EXERCÍCIO PROPOSTO A. Multiplica por 1,85 as coordenadas das respostas nas linhas de anotação, a começar no início dessas linhas e a terminar na linha que contém "92), (164, 98)]", ambas incluídas, e arredonda-as a números inteiros, com as metades para cima. Reescreve essas linhas por inteiro e deixa tudo o resto inalterado.

TEXTO PARA LER.
Como se viu, face ao encerramento do Centro de Coordenação da Ré na cidade do Porto, justificava-se a cessação de contratos de trabalho no âmbito de um processo de despedimento colectivo; ou seja, perante o quadro motivacional de encerramento do Call Center deixaram de aí existir postos de trabalho, pelo que justificava a cessação dos contratos de trabalho.
Por isso, não poderá deixar de se concluir, em cumprimento do disposto no artigo 160.º, n.º 2, alínea b), do Código de Processo do Trabalho, que procedem os fundamentos para o despedimento colectivo: isto independentemente de saber se o trabalhador A), B) ou C) podia ser integrado nesse despedimento colectivo ou, tendo em conta o caso em presença, se não obstante a existência de fundamento para o despedimento colectivo, a empregadora abusou desse direito ao despedir o Autor.
Com efeito, não pode deixar de se ter presente que mesmo na tese do Autor, e do próprio tribunal a quo – no sentido de que a Ré apenas necessitava de despedir 06 trabalhadores uma vez que em relação aos outros 06 devia transferi-los para Lisboa –, sempre se afigura que o despedimento seria fundamentado em relação àqueles 06 trabalhadores que teriam que ser despedidos.
Isto é, dito de outro modo e de forma objectiva: tendo em conta o encerramento das instalações da Ré, no Porto, e que não dispunha nas instalações de Lisboa de 12 postos de trabalho para onde pudesse transferir os 12 trabalhadores que prestavam serviço no Porto, ter-se-ia que considerar fundamentado o despedimento pelo menos em relação ao número de trabalhadores correspondentes àqueles que não tinham vaga em Lisboa.
Daí que, ressalvado o devido respeito por diferente interpretação, não se vislumbra fundamento legal para se concluir que não obstante existir objectivamente fundamento para o despedimento colectivo, pela circunstância de algum ou alguns dos trabalhadores abrangidos não o deverem ser, tal determinou a inexistência de motivo justificativo para o despedimento em relação a todos os trabalhadores: o que haverá que apurar é se não obstante a existência de motivo para a Ré recorrer ao despedimento colectivo, em relação a um trabalhador em concreto – o aqui Autor – se verifica abuso de direito, o que torna o despedimento ilícito.

(Registos de anotação de contornos)
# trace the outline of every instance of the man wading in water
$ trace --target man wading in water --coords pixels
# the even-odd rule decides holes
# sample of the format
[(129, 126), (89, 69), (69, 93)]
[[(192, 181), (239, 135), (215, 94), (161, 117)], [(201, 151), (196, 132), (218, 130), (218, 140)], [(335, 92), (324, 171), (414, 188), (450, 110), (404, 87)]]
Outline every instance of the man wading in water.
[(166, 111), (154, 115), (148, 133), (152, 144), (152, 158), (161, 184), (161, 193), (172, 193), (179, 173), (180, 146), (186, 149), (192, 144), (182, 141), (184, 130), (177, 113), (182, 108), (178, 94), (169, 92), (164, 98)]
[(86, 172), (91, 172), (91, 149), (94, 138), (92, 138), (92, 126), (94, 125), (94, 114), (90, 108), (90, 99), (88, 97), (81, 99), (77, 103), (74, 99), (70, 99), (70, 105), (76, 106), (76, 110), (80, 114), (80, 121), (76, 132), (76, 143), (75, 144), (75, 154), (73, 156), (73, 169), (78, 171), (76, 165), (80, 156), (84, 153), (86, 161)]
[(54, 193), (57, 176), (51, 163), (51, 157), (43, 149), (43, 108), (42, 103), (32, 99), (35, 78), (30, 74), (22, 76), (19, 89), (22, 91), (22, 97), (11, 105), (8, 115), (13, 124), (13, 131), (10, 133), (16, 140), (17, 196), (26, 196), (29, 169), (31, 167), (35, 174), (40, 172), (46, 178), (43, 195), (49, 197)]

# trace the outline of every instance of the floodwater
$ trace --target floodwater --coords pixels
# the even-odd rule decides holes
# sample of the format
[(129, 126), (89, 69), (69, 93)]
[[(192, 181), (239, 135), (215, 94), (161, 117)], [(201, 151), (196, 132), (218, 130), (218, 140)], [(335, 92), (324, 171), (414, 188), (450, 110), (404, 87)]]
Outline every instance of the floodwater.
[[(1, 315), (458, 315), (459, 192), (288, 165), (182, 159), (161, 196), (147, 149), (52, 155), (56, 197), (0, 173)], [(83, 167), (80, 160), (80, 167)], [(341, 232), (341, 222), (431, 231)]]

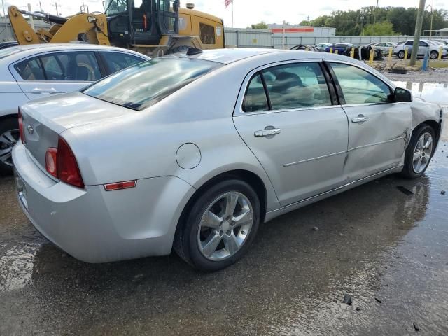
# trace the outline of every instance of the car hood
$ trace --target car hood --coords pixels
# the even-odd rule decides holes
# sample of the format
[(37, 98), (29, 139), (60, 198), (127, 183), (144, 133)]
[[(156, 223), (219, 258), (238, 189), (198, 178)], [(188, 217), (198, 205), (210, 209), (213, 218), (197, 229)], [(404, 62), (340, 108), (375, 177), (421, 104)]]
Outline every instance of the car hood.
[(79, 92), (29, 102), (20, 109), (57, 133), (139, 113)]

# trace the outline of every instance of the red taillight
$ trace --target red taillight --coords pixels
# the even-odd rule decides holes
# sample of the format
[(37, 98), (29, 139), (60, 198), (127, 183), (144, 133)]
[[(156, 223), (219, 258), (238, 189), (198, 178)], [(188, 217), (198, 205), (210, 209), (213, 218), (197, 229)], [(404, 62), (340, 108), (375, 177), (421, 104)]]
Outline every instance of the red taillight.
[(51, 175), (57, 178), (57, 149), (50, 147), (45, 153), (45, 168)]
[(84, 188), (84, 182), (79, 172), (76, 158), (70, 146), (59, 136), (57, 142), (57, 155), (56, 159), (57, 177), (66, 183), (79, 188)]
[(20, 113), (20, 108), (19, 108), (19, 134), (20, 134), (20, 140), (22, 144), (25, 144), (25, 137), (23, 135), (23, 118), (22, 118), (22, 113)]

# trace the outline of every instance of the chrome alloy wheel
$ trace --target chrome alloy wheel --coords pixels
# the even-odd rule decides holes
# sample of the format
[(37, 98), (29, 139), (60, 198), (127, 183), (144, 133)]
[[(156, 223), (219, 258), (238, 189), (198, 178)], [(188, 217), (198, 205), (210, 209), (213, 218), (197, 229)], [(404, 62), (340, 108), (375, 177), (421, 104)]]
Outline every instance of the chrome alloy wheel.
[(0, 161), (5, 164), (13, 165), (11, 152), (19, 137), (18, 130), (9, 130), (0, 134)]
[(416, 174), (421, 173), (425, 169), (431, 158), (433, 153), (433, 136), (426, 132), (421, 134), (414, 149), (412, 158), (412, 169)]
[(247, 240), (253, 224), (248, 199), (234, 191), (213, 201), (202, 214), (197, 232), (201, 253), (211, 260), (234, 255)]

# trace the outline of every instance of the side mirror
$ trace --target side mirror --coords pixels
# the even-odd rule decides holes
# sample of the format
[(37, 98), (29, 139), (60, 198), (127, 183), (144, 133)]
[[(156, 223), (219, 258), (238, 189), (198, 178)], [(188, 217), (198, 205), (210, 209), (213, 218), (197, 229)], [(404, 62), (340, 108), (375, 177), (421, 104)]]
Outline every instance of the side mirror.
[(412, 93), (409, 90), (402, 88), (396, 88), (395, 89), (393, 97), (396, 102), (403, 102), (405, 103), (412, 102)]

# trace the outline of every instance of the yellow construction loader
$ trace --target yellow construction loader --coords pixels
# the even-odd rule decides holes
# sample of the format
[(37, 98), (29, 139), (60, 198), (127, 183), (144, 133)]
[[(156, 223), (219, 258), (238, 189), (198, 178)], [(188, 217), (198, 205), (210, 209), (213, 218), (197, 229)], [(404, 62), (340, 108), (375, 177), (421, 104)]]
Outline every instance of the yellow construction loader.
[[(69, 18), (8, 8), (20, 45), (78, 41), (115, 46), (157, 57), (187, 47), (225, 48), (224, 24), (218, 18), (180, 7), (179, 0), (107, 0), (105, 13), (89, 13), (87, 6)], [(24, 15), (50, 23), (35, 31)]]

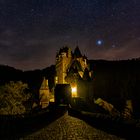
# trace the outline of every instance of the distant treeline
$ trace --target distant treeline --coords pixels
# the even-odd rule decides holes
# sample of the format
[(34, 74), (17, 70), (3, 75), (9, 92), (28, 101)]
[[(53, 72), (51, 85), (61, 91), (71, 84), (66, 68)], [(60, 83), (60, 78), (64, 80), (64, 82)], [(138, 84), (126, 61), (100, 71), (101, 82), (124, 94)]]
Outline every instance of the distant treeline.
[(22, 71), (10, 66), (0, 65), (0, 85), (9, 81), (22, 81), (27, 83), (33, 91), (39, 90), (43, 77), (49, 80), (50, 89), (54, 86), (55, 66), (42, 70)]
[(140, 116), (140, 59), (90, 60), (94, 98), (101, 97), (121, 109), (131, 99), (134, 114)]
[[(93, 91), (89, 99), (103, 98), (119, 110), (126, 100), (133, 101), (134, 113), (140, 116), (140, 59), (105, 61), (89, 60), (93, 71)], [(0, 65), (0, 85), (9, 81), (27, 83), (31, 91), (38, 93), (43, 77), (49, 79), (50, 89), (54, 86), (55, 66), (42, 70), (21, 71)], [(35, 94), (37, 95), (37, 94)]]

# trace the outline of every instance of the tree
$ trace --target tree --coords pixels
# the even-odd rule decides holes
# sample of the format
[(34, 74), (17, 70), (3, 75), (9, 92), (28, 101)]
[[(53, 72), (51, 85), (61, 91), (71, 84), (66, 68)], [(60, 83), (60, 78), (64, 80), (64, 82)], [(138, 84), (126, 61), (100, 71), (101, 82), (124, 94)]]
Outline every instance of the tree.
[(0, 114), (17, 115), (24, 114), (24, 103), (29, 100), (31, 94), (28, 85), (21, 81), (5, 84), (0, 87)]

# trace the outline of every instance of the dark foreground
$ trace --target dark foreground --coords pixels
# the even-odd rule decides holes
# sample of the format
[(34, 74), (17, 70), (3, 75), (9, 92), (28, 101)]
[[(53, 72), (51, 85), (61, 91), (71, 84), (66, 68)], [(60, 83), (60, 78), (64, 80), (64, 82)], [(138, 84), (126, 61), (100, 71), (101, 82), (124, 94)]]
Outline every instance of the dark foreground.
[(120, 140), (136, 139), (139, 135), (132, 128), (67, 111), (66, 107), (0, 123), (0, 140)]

EXERCÍCIO PROPOSTO B. Escreve a continuação do texto sobre o despedimento colectivo decorrente do encerramento do Centro de Coordenação no Porto, a partir da última frase apresentada.

RESULTADO ESPERADO A.
# trace the outline of every instance of the man wading in water
$ trace --target man wading in water --coords pixels
# the even-odd rule decides holes
# sample of the format
[(129, 126), (89, 69), (69, 93)]
[[(192, 181), (239, 135), (215, 94), (161, 117)], [(201, 151), (196, 132), (218, 130), (218, 140)], [(335, 92), (324, 171), (414, 188), (450, 110), (404, 87)]]
Outline every instance of the man wading in water.
[(307, 205), (285, 213), (274, 246), (281, 266), (281, 292), (298, 340), (298, 357), (318, 357), (331, 320), (333, 270), (344, 276), (355, 266), (337, 261), (340, 241), (327, 209), (337, 200), (329, 174), (313, 170), (303, 181)]

RESULTADO ESPERADO B.
Decorre do artigo 334.º do Código Civil que o abuso do direito consiste no exercício ilegítimo de um determinado direito, traduzindo-se a ilegitimidade em actuação, por parte do respectivo titular, que manifestamente exceda os limites impostos pela boa fé [entendida em sentido objectivo ou ético (boa fé objectiva) ou em sentido subjectivo ou psicológico (boa fé subjectiva)], pelos bons costumes ou pelo fim económico ou social desse direito.
Para que o exercício do direito seja considerado abusivo, não basta, pois, que cause prejuízos a outrem; é necessário que o titular exceda, visível, manifesta e clamorosamente, os limites que lhe cumpre observar, impostos quer pelo princípio da tutela da confiança (boa fé), quer pelos padrões morais de convivência social comummente aceites (bons costumes), quer, ainda, pelo fim económico ou social que justifica a existência desse direito, de tal modo que o excesso, à luz do sentimento jurídico socialmente dominante, conduz a uma situação de flagrante injustiça.
Dito ainda de outro modo: para determinar os limites impostos pela boa fé e pelos bons costumes, há que atender de modo especial às concepções ético-jurídicas dominantes na colectividade; quando esses limites decorrem do fim económico e social do direito impõe-se apelar para os juízos de valor positivo consagrados na própria lei (Antunes Varela, das Obrigações em Geral, 10.ª edição, pág. 544 e segts.).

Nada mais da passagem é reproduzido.